## Work task
If a record holds a picture, omit that picture and copy everything else exactly.

## Source material
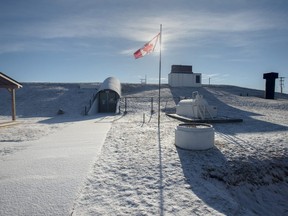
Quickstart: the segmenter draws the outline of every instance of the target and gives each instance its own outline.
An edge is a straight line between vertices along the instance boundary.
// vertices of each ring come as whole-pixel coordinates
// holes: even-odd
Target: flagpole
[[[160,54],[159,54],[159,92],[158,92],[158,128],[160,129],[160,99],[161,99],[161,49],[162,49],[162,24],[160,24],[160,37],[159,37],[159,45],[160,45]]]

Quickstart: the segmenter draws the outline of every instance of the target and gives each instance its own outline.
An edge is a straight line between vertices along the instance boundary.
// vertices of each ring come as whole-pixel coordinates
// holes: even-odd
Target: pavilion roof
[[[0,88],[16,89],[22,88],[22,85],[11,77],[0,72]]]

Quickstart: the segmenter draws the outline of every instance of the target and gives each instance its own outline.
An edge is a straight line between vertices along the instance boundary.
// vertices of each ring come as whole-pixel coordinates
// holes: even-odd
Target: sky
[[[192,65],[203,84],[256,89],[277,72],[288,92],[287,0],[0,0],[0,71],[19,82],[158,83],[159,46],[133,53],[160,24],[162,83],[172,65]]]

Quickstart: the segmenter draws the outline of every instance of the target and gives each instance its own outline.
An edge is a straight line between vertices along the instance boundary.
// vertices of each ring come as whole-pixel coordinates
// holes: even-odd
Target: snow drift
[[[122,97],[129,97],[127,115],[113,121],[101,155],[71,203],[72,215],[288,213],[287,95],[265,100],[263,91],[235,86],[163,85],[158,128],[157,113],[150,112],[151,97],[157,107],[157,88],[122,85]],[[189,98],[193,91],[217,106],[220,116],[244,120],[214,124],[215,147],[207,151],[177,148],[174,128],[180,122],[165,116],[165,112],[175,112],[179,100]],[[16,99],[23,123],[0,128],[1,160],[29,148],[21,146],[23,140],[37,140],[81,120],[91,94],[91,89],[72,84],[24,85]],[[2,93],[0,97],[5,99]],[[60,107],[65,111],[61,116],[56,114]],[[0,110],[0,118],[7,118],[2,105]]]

## Expected answer
Quickstart: the segmenter draws the outline of every instance of the target and gives each instance its own outline.
An edge is a straight line between vertices along the instance boundary.
// vertices of each ring come as whole-pixel coordinates
// holes: even-odd
Target: flagpole
[[[160,54],[159,54],[159,92],[158,92],[158,128],[160,129],[160,99],[161,99],[161,49],[162,49],[162,24],[160,24],[160,37],[159,37],[159,45],[160,45]]]

Quickstart: the segmenter draws the outline of every instance of the target and gives each instance its own outline.
An edge is a straight line between vertices along the instance boundary.
// vertices of each ring come as whole-pixel coordinates
// holes: even-odd
Target: pavilion roof
[[[0,88],[16,89],[22,88],[22,85],[11,77],[0,72]]]

Quickstart: the segmenter draws the outline of every instance of the target and gives each instance its own outline.
An edge is a straight line between vertices along the instance boundary.
// vertices of each ring come as whole-pixel coordinates
// holes: even-odd
Target: sky
[[[192,65],[203,84],[256,89],[277,72],[288,92],[287,0],[0,0],[0,71],[19,82],[158,83],[159,46],[133,53],[160,24],[162,83],[172,65]]]

Quickstart: the segmenter draws the outline of every instance of the target and gives each instance its own outline.
An edge is a straight line between vertices along the instance boundary.
// vertices of each ring come as whole-pixel coordinates
// holes: even-odd
Target: snow drift
[[[122,97],[129,97],[127,115],[113,121],[101,155],[71,203],[72,215],[288,213],[287,95],[265,100],[263,91],[235,86],[163,85],[158,128],[157,113],[150,112],[151,97],[157,107],[157,88],[122,85]],[[189,98],[193,91],[217,106],[220,116],[244,120],[214,124],[215,147],[207,151],[177,148],[174,128],[180,122],[165,116],[165,112],[175,112],[179,100]],[[16,99],[23,123],[0,128],[1,160],[29,148],[21,146],[23,140],[37,140],[81,120],[91,94],[91,89],[72,84],[24,85]],[[2,93],[0,97],[5,99]],[[60,107],[65,111],[61,116],[56,114]],[[0,110],[0,118],[7,118],[2,105]]]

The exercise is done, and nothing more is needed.